» WHAT TO WORK ON
Go over the data and copy out each line with "building" in it.

» RECORDS FOR PROCESSING
###
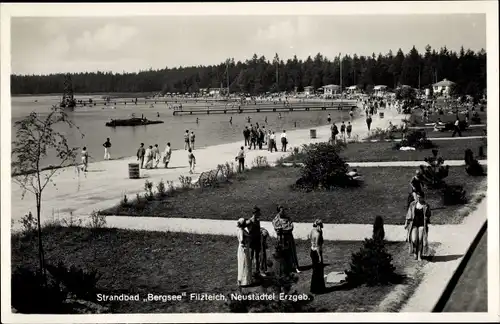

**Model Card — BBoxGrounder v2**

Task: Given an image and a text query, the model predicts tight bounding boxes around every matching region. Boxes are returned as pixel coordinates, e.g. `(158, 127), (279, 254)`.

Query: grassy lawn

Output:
(408, 109), (487, 126)
(285, 138), (486, 163)
(374, 127), (487, 139)
(12, 227), (419, 313)
(101, 166), (486, 225)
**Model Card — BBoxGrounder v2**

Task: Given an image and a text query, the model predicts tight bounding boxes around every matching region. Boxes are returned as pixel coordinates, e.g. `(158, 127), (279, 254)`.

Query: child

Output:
(81, 147), (89, 172)
(188, 148), (196, 174)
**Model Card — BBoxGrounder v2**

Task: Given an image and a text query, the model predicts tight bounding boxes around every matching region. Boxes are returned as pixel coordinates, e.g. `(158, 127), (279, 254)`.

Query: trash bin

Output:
(379, 111), (385, 119)
(128, 163), (140, 179)
(310, 129), (317, 139)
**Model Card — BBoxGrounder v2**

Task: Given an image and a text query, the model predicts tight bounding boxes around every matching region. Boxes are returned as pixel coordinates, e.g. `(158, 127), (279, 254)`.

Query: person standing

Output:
(270, 131), (277, 152)
(188, 148), (196, 174)
(452, 117), (462, 137)
(81, 147), (89, 172)
(327, 114), (332, 124)
(366, 114), (372, 132)
(330, 123), (339, 144)
(410, 170), (425, 201)
(136, 143), (146, 169)
(189, 131), (196, 150)
(144, 145), (154, 169)
(309, 219), (325, 294)
(280, 130), (288, 152)
(349, 108), (354, 122)
(236, 218), (252, 287)
(340, 121), (346, 141)
(243, 126), (250, 146)
(163, 142), (172, 168)
(272, 206), (300, 274)
(247, 207), (262, 276)
(404, 193), (431, 261)
(184, 130), (190, 150)
(259, 227), (269, 274)
(258, 127), (265, 150)
(236, 146), (245, 173)
(153, 144), (161, 168)
(103, 138), (112, 160)
(346, 121), (352, 139)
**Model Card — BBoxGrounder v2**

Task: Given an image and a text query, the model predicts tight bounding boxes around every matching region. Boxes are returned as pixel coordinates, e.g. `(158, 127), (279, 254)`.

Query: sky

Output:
(11, 14), (486, 75)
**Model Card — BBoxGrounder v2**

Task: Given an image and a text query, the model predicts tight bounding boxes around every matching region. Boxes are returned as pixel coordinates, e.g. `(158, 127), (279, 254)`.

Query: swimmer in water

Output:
(196, 118), (199, 124)
(247, 116), (251, 123)
(157, 112), (160, 118)
(265, 116), (268, 123)
(278, 113), (282, 119)
(229, 116), (233, 124)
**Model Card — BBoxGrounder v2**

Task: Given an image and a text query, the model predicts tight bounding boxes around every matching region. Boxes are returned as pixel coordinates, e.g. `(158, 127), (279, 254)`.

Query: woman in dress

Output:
(237, 218), (252, 287)
(404, 193), (431, 261)
(309, 219), (325, 294)
(272, 206), (300, 274)
(163, 142), (172, 169)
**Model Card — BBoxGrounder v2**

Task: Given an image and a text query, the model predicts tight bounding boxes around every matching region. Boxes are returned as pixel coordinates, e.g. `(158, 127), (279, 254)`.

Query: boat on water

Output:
(105, 118), (164, 127)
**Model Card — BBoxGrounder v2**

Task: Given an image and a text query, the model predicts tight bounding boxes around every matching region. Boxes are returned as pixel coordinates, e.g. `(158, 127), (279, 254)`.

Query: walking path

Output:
(10, 104), (405, 229)
(285, 160), (487, 168)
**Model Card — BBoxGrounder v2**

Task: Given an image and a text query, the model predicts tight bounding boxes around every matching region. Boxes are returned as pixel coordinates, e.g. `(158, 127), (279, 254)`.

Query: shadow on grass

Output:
(428, 254), (463, 263)
(298, 263), (331, 272)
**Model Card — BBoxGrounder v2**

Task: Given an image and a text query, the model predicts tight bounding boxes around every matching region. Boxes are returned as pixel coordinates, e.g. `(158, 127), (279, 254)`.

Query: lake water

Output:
(11, 95), (359, 168)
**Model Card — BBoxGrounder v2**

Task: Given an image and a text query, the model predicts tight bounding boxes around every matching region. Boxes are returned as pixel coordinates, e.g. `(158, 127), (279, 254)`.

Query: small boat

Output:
(105, 118), (164, 127)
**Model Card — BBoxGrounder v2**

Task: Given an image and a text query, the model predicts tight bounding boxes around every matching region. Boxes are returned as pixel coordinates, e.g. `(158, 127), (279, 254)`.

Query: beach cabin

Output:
(347, 85), (359, 93)
(374, 85), (388, 97)
(323, 84), (341, 96)
(433, 79), (455, 96)
(304, 86), (315, 95)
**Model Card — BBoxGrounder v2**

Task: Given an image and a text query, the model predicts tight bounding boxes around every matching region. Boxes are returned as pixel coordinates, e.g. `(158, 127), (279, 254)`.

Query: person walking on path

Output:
(366, 114), (373, 132)
(189, 131), (196, 150)
(280, 130), (288, 152)
(249, 127), (257, 150)
(452, 116), (462, 137)
(236, 146), (245, 173)
(346, 121), (352, 139)
(153, 144), (161, 168)
(236, 218), (252, 287)
(247, 207), (262, 276)
(349, 108), (354, 122)
(258, 127), (265, 150)
(136, 143), (146, 169)
(188, 148), (196, 174)
(103, 138), (112, 160)
(309, 219), (325, 294)
(243, 126), (250, 147)
(330, 123), (339, 144)
(144, 145), (154, 169)
(340, 121), (346, 142)
(81, 146), (89, 172)
(404, 193), (431, 261)
(267, 130), (273, 151)
(184, 130), (190, 150)
(163, 142), (172, 168)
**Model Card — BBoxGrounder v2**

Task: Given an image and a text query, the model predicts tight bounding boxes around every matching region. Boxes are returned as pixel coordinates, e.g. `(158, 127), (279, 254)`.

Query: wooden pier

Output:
(172, 102), (358, 116)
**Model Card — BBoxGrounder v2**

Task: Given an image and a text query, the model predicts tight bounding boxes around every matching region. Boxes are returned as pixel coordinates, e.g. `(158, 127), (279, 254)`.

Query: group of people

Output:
(236, 206), (327, 294)
(242, 124), (289, 153)
(80, 137), (112, 172)
(136, 143), (172, 170)
(330, 120), (354, 144)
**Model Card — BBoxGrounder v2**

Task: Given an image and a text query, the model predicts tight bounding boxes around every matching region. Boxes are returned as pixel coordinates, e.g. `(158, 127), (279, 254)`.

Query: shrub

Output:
(133, 193), (148, 212)
(420, 150), (449, 189)
(345, 237), (398, 287)
(61, 212), (83, 228)
(19, 211), (37, 236)
(156, 179), (167, 198)
(442, 185), (467, 205)
(394, 129), (436, 150)
(46, 261), (102, 301)
(275, 156), (285, 167)
(252, 156), (270, 168)
(178, 175), (192, 189)
(144, 180), (154, 201)
(87, 210), (106, 229)
(366, 128), (396, 141)
(165, 180), (175, 193)
(120, 194), (129, 208)
(294, 142), (355, 191)
(11, 266), (69, 314)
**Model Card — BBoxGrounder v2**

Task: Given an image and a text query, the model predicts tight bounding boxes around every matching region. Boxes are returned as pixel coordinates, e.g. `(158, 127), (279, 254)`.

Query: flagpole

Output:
(340, 53), (343, 111)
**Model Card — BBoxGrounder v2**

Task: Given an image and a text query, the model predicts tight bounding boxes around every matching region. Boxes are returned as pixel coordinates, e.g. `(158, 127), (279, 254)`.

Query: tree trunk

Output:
(36, 195), (47, 286)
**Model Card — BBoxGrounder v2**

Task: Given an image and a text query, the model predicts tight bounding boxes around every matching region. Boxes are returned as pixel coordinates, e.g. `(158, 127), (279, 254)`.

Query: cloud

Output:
(45, 35), (70, 58)
(74, 23), (139, 53)
(255, 20), (296, 42)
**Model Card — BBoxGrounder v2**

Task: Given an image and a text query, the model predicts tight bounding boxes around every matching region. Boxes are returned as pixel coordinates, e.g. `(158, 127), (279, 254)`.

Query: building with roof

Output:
(433, 79), (455, 96)
(373, 85), (388, 97)
(323, 84), (340, 96)
(303, 86), (315, 95)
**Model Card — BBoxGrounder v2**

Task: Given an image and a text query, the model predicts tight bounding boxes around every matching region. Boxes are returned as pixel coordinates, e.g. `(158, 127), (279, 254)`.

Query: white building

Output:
(347, 85), (359, 93)
(433, 79), (455, 96)
(323, 84), (341, 96)
(303, 86), (315, 95)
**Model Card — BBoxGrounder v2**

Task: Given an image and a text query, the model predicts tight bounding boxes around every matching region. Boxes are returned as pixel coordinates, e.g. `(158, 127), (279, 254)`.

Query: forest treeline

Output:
(11, 45), (486, 97)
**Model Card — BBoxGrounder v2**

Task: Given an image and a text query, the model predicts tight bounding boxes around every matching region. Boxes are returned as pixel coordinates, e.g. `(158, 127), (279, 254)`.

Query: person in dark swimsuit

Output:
(410, 170), (424, 201)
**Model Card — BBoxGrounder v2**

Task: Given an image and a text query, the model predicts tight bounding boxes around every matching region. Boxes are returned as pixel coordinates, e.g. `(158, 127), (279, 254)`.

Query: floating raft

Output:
(105, 118), (164, 127)
(172, 102), (358, 116)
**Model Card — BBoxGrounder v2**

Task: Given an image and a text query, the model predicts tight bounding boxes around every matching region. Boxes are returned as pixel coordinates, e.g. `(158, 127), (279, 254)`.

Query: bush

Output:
###
» TASK RESULT
Query: building with roof
Query: white building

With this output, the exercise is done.